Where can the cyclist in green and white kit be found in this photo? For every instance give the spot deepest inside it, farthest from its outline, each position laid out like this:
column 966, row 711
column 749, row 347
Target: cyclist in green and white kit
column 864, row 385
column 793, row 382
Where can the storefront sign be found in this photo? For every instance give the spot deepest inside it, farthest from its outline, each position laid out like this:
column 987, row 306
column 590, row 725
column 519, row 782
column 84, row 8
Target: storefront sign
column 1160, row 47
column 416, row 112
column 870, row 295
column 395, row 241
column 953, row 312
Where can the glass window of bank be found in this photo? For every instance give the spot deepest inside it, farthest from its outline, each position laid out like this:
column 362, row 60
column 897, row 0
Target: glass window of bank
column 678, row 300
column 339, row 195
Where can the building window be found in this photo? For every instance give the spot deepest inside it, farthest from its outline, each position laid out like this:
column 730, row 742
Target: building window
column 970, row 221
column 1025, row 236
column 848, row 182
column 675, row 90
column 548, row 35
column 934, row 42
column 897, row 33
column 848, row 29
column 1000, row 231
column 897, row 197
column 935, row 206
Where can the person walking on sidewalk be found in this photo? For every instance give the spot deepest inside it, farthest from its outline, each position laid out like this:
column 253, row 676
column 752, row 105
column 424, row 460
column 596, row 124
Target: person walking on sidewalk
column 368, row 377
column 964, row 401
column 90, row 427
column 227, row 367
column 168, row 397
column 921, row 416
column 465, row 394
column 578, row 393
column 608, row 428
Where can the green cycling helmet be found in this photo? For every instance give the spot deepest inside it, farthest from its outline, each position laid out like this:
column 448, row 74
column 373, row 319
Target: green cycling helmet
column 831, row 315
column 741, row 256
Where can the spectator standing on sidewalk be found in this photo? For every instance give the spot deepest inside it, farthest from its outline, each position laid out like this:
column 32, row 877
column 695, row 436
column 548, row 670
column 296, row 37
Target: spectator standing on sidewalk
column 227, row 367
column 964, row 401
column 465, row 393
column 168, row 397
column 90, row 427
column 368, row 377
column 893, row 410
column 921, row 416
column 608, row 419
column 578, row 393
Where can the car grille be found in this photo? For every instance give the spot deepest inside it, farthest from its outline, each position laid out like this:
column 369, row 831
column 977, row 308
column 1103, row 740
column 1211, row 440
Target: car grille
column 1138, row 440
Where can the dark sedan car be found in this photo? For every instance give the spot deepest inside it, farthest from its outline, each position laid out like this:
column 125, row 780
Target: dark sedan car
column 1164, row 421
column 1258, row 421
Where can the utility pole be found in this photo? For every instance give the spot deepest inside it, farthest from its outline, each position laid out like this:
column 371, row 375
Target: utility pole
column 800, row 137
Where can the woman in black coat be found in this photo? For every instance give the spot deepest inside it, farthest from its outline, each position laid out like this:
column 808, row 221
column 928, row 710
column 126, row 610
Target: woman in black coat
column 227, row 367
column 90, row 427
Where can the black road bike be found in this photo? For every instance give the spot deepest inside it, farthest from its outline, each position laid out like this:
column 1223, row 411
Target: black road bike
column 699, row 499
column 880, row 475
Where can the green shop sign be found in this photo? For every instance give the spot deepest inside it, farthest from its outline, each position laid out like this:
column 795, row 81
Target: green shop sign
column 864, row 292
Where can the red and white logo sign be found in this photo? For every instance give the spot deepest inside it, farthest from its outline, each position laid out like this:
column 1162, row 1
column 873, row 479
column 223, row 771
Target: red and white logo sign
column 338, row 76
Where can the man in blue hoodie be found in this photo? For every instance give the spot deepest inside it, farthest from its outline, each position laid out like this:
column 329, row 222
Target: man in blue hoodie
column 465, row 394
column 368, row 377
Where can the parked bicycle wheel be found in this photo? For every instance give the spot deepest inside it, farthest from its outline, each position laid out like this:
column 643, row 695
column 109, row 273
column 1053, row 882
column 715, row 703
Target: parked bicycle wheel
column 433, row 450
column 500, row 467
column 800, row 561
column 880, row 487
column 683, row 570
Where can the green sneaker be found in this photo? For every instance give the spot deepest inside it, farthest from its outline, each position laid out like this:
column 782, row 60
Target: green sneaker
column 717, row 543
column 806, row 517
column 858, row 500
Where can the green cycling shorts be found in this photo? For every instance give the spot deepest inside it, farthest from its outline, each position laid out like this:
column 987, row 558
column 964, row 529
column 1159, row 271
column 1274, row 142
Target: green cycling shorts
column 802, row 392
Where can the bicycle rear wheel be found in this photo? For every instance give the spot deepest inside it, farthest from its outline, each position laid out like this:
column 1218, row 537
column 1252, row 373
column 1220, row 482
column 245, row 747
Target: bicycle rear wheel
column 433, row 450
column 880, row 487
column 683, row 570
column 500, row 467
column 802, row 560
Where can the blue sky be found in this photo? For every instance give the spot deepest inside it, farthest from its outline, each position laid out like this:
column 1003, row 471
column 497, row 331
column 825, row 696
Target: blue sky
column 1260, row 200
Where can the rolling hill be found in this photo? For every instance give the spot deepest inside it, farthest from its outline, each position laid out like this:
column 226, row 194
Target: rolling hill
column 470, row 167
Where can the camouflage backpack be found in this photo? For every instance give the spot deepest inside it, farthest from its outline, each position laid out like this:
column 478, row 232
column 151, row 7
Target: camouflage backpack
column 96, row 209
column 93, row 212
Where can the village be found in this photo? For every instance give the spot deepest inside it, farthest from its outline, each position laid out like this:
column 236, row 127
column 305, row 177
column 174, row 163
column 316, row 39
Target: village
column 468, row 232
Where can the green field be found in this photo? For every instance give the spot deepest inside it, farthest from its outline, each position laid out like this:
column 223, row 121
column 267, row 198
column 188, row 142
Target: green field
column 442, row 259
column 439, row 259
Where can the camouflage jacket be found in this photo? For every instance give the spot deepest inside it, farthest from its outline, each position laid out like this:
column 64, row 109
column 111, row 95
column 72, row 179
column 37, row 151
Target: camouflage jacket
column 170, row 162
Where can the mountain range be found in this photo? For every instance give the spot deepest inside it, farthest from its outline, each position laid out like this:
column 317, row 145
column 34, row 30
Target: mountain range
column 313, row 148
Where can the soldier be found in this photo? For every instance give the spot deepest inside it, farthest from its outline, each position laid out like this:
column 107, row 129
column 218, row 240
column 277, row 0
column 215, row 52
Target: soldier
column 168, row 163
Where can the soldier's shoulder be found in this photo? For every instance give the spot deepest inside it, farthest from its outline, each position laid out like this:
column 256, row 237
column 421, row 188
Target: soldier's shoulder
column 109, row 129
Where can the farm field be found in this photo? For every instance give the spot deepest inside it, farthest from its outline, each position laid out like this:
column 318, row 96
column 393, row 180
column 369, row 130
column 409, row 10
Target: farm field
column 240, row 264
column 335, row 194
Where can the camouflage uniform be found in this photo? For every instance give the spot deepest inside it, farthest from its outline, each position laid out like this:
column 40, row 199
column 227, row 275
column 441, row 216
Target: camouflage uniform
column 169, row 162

* INSTRUCTIONS FOR THE TASK: Return, word for word, the part of the entries that opens with the line containing "Where can the storefront" and closes with the line containing "column 935, row 206", including both of those lines.

* WORKED SOLUTION:
Where can the storefront sign be found in this photo? For every instance give the spot deepest inside it, farthest from its outline, each position laid out like this:
column 987, row 306
column 590, row 725
column 519, row 782
column 84, row 8
Target: storefront sign
column 1160, row 47
column 416, row 112
column 870, row 295
column 395, row 241
column 953, row 312
Where can the glass window of bank be found in this photo? For every instance give the spot deepest inside it, farthest from its outline, each position laid out like this:
column 362, row 60
column 897, row 0
Target: glass window of bank
column 678, row 300
column 339, row 195
Where can the building window be found in this photo? For every instance give the spot deepest inside it, farthest from its outline, each position laid out like this:
column 730, row 742
Target: building window
column 970, row 221
column 1025, row 236
column 848, row 182
column 675, row 90
column 548, row 35
column 934, row 42
column 897, row 33
column 848, row 29
column 1000, row 231
column 897, row 197
column 935, row 206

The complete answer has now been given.